* _Your goal_
The answer should consist of every record, reproduced exactly.

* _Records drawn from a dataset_
•••
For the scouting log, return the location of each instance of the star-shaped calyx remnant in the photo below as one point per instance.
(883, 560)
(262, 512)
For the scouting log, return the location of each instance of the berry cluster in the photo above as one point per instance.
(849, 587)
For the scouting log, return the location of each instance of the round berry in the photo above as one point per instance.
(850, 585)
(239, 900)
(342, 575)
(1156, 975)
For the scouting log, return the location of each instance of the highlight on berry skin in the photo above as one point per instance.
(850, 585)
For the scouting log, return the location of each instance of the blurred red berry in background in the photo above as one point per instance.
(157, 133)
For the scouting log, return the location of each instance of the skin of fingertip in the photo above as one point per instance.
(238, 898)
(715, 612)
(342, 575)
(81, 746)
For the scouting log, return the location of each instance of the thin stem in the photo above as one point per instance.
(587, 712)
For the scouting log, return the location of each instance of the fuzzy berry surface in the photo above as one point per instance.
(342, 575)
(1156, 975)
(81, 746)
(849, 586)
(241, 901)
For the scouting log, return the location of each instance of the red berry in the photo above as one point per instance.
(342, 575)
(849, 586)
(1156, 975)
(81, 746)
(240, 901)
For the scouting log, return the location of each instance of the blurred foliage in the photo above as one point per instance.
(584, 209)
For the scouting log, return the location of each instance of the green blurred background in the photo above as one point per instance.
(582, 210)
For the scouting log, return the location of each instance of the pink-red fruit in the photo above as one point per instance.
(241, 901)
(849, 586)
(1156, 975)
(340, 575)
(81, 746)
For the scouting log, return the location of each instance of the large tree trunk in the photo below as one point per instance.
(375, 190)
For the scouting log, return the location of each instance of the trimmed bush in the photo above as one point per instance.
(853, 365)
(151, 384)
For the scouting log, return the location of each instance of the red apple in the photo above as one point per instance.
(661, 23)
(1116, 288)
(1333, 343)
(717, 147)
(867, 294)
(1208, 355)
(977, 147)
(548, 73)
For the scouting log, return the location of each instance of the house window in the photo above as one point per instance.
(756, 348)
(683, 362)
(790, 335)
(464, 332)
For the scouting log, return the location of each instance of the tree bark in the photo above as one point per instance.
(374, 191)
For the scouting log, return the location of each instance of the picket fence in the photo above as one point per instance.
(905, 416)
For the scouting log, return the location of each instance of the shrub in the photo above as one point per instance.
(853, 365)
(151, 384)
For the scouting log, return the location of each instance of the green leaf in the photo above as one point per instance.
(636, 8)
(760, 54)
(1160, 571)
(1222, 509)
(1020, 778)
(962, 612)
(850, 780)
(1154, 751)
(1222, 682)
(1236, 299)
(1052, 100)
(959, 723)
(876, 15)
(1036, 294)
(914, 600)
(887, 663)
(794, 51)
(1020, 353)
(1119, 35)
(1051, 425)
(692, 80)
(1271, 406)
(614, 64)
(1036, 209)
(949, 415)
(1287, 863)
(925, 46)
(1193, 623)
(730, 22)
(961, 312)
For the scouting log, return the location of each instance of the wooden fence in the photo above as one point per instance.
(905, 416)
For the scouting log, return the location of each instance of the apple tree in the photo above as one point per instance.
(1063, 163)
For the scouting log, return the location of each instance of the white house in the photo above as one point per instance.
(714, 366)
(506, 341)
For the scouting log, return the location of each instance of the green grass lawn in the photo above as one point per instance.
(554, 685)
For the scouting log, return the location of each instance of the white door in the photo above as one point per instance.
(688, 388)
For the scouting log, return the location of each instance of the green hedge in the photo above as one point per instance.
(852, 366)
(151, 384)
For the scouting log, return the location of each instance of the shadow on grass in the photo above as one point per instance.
•••
* _Exercise solution_
For the scouting log, return the location of each instance of the star-shaped calyx remnant in the photo below as one point per instance.
(883, 560)
(262, 512)
For the scouting log, return the location of each instance of the berry cluster in the photo above as one point per instance.
(849, 587)
For the scouting log, return the location of each instance of the round berry in the photo above as one point per instance.
(850, 585)
(239, 900)
(342, 575)
(1156, 975)
For the scouting log, return the location of each instance of the highlight on berry skin in the photo above as one point per instance.
(850, 585)
For the scouting log, return the location of each instance of the blurred red berry in background in the photo above as one point per instance.
(157, 133)
For the scouting log, return the location of each instance of the skin of fingertip in the photo above as one point per instance.
(238, 898)
(715, 612)
(342, 575)
(81, 746)
For the scouting log, return the location of each instance of the thin stem in the photo above as one point per instance.
(587, 712)
For the scouting log, return the location of each instance of the fuzzy berry surface in the photo above as one point per instance.
(342, 575)
(1156, 975)
(81, 746)
(849, 586)
(241, 901)
For the scouting log, return the location of each instance of the red berry in the photo above as one point per instance.
(342, 575)
(849, 586)
(1156, 975)
(81, 746)
(240, 901)
For the scouting log, return the location of each instance of the blurred foliage in the photo above as one point per instance.
(584, 209)
For the scouting log, return the location of each instance of the green blurred background in the photo above as one point per instance.
(582, 210)
For the scouting log, return the location of each instance of the pink-red fruit in the photo above as one point per instance.
(241, 901)
(849, 586)
(1156, 975)
(340, 575)
(81, 746)
For the scouting log, return the location of each instance of the large tree trunk in the photo below as one point per instance.
(375, 190)
For the scouting log, return the location of each instance of the trimmed bush in the photo above as one point per instance.
(853, 365)
(151, 384)
For the scouting log, return the location of each instance of the red apple in the photo above as one point per instance.
(661, 23)
(1116, 288)
(1333, 343)
(717, 147)
(867, 294)
(1208, 355)
(977, 147)
(548, 73)
For the scouting log, return the location of each instance of the house window in the photo above as one point per instance.
(756, 348)
(683, 362)
(790, 335)
(464, 332)
For the scouting log, return the location of each instance of the tree bark in the photo above as one point per instance.
(374, 191)
For the scouting log, return the location of each instance of the picket fence in the photo above as one point per instance.
(905, 416)
For the scouting log, return the location of each instance of the shrub in the photo above as one point per instance.
(853, 365)
(151, 384)
For the scouting log, return the location of each instance of the green leaf in the photo above as one point per instance.
(636, 8)
(760, 54)
(1160, 571)
(1222, 509)
(1020, 778)
(962, 612)
(850, 780)
(1154, 751)
(1222, 682)
(1236, 299)
(1052, 100)
(959, 723)
(876, 15)
(1036, 294)
(914, 600)
(887, 663)
(794, 51)
(1020, 353)
(1119, 35)
(1051, 425)
(692, 80)
(1271, 406)
(614, 64)
(1036, 209)
(949, 415)
(1287, 863)
(925, 46)
(1193, 623)
(730, 22)
(961, 312)
For the scouting log, return the location of each instance of the wooden fence in the photo above as one point per instance.
(905, 416)
For the scouting log, return the location of each instance of the apple tree in the photo above as one point per instance.
(1063, 163)
For the scouting log, return the location of each instance of the white house in the photo above as one point per instance.
(714, 366)
(506, 341)
For the scouting log, return the location of each instance of the green grass lawn in the photo above as one point per instance.
(554, 685)
For the scouting log, return the location of each instance of the white door in the photo above as one point per instance.
(688, 388)
For the scouting log, return the location of each instance of the green hedge in the photo above as one point per instance.
(852, 366)
(151, 384)
For the scouting log, return the location of each instance of the shadow on grass in the photo above as one point per instance.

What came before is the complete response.